- _Instructions for the task_:
Report each line of the records below that uses the word "blue".

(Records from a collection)
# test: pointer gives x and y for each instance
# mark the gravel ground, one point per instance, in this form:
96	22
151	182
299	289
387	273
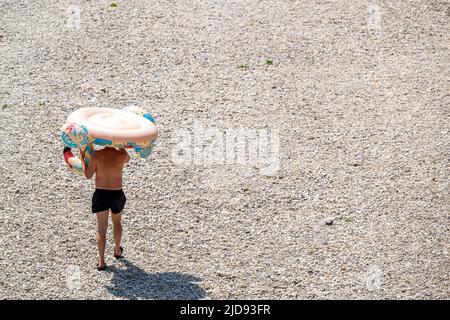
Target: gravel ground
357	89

--

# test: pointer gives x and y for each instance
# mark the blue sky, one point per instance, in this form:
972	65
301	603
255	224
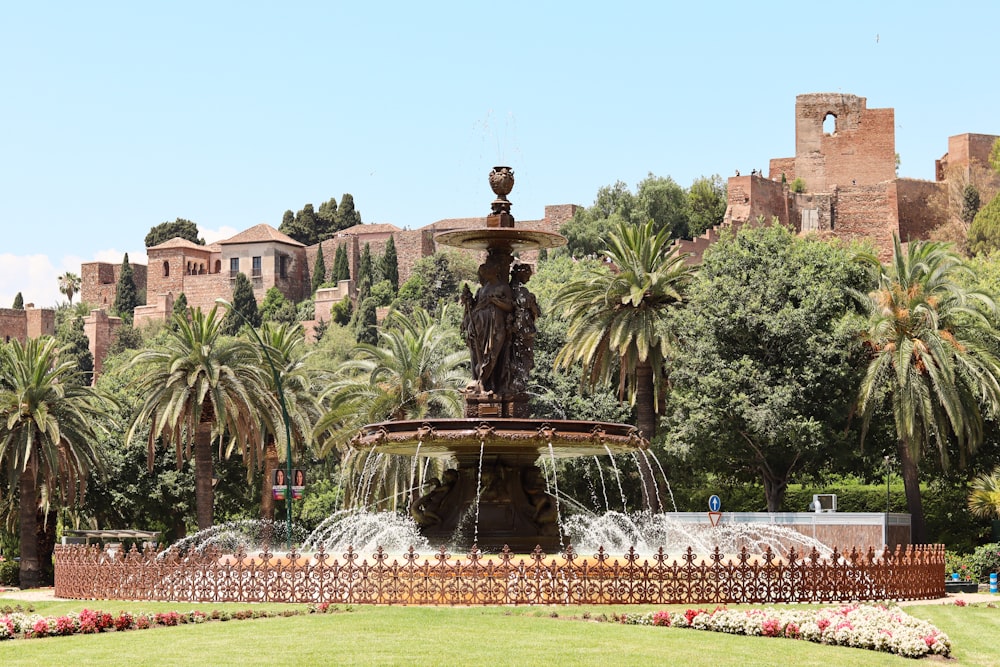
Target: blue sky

==

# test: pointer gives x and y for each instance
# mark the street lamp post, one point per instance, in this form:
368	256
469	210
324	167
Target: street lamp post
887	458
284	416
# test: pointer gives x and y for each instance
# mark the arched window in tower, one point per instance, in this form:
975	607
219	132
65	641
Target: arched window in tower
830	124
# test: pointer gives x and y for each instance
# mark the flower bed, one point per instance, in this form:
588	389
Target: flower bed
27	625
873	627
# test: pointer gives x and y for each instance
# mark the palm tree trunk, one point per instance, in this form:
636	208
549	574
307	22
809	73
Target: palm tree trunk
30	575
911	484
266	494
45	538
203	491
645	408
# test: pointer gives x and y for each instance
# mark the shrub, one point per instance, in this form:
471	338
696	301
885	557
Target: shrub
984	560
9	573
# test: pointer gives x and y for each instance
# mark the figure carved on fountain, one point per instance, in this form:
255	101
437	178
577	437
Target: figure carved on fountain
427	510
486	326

- _Response box_:
# mark the blue sky, one point per instance, in this form:
Target: blue sky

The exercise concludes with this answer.